(Stored data entries)

*** Begin section ***

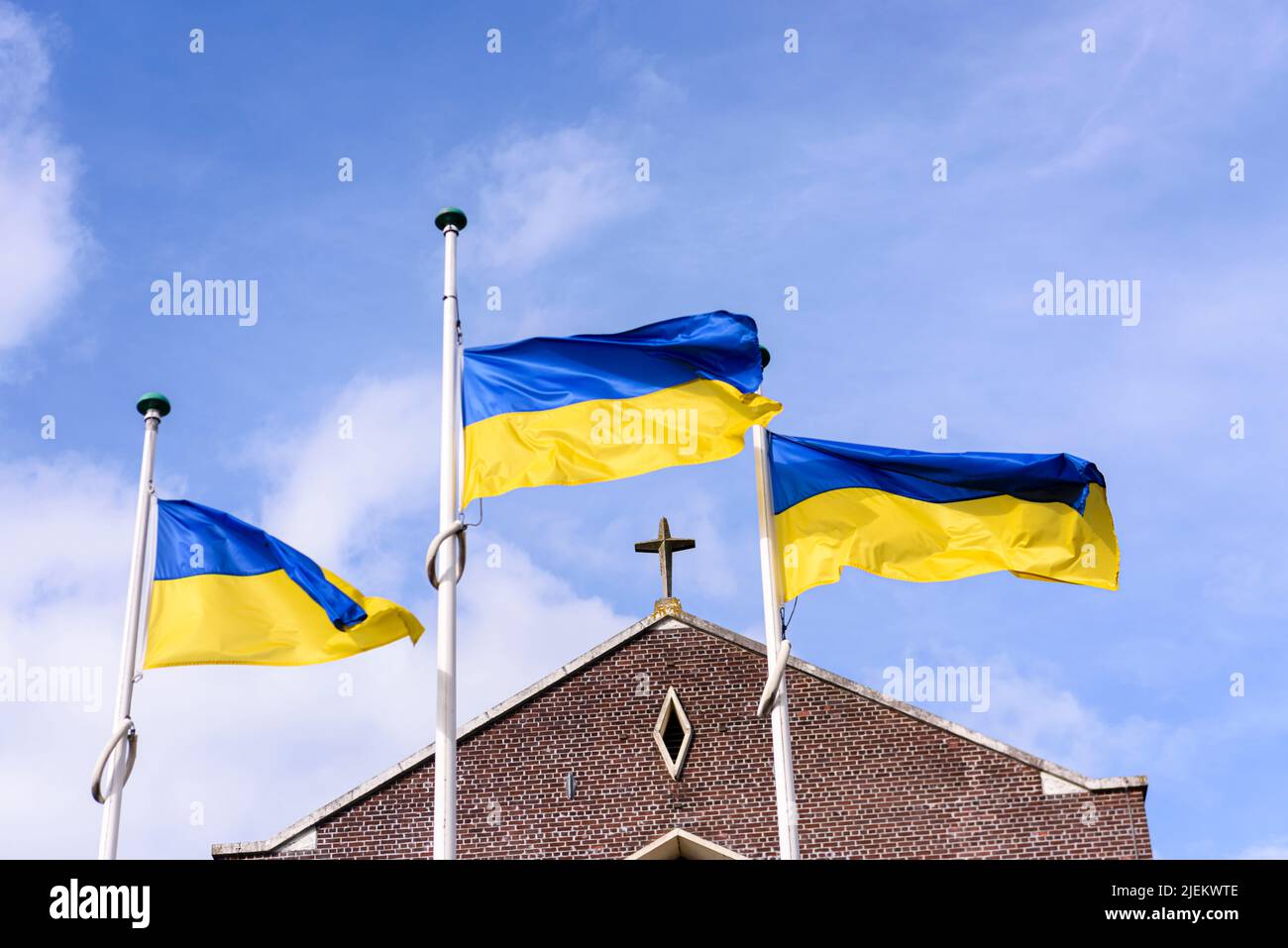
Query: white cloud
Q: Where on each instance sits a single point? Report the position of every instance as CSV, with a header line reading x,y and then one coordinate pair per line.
x,y
552,191
235,753
369,459
44,243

*** End section ***

Work request
Please print every record above exactly, but leave the pictures out.

Result of the task
Query: white cloud
Q: Where on each instance sits a single point? Report the position of every instance as CSV, with a header line reading x,y and then one coordinate pair per line.
x,y
552,191
235,753
369,459
44,243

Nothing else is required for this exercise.